◆ **EXERCISE A**
According to the essay on income and wealth, what two sources is income derived from?

◆ **PAGE TEXT**

---+---

By John Lawrence
Now that Thomas Piketty has clued us in with his book, Capital in the Twenty-First Century, that the upper one percent is making all the money and that the middle class is getting screwed, as if we didn’t already know that, the question remains what should we do about it?
Paul Krugman seems to think that government should redistribute money from the wealthy to the poor, and this would be a good solution, one that is achieving good results in Europe, but, since the US government is owned by the wealthy, one that is unlikely to be manifested here any time soon.
Piketty points out that income is derived from two sources: labor and return on capital or wealth. Capital and wealth are essentially synonymous by the way. Here’s Lesson #1: capital or wealth is not static; it generates income all by itself in the form of interest, dividends or rent.
The good news is that you don’t have to be “wealthy” to derive at least part of your income from wealth. The more income you derive from wealth, the less you have to derive from your labor. The average American, however, is not aware of this truth.
Lesson #2: you don’t have to be “wealthy” to derive some or all of your income from wealth. Neither do you have to be an exceptionally talented person and/or start a Fortune 400 corporation like Bill Gates (Microsoft) or Irwin Jacobs (Qualcomm) to derive part or all of your income from capital.
The problem is that most middle class Americans have been programmed to derive all of their income from labor, and they have been programmed to spend all of their income on consumer items. That’s the paradigm that needs shifting.
The conventional wisdom is that everyone should go to college. (This piles up student loan debt payable to Wall Street.) Next buy a house. (This comes with a mortgage payable to Wall Street.) Next buy a car. (Make that payable to Wall Street.) And then to make your lifestyle complete, spend to the max on your credit card. This lifestyle makes you poor and Wall Street rich. Over the course of a lifetime, perhaps as much as two thirds of all your expenditures will be interest payments to Wall Street via their local store fronts – Bank of America, Wells Fargo and Citibank.

---+---

◆ **EXERCISE B**
Rewrite the saved entries starting at the line containing "negative clicks: (67, 57) (68, 56)" and ending at the last line of the rows, swapping "clicks" for "points" and leaving everything else unchanged.

◆ **Saved entries**

---+---

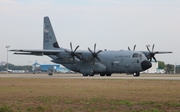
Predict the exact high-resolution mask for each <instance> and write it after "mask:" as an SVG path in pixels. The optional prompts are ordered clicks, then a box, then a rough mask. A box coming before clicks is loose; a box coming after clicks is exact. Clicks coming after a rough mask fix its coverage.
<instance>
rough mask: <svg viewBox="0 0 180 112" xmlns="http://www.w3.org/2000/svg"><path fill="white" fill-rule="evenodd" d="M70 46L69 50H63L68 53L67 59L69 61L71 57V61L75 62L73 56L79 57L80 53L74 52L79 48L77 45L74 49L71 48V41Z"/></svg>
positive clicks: (74, 58) (78, 46) (71, 46)
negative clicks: (67, 57) (68, 56)
mask: <svg viewBox="0 0 180 112" xmlns="http://www.w3.org/2000/svg"><path fill="white" fill-rule="evenodd" d="M70 47H71V51H67V50H65V52H67V53H69V55H70V57H69V58H68V59H67V61H69V60H70V59H71V58H72V59H73V62H74V63H76V62H75V57H77V58H80V55H79V54H78V53H76V50H77V49H78V48H79V45H78V46H77V47H76V48H75V50H73V48H72V43H70Z"/></svg>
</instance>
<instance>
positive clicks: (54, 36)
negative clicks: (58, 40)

---+---

◆ **EXERCISE RESPONSE A**
Labor and return on capital or wealth.

◆ **EXERCISE RESPONSE B**
negative points: (67, 57) (68, 56)
mask: <svg viewBox="0 0 180 112" xmlns="http://www.w3.org/2000/svg"><path fill="white" fill-rule="evenodd" d="M70 47H71V51H67V50H65V52H67V53H69V55H70V57H69V58H68V59H67V61H69V60H70V59H71V58H72V59H73V62H74V63H76V62H75V57H77V58H80V55H79V54H78V53H76V50H77V49H78V48H79V45H78V46H77V47H76V48H75V50H73V48H72V43H70Z"/></svg>
</instance>
<instance>
positive points: (54, 36)
negative points: (58, 40)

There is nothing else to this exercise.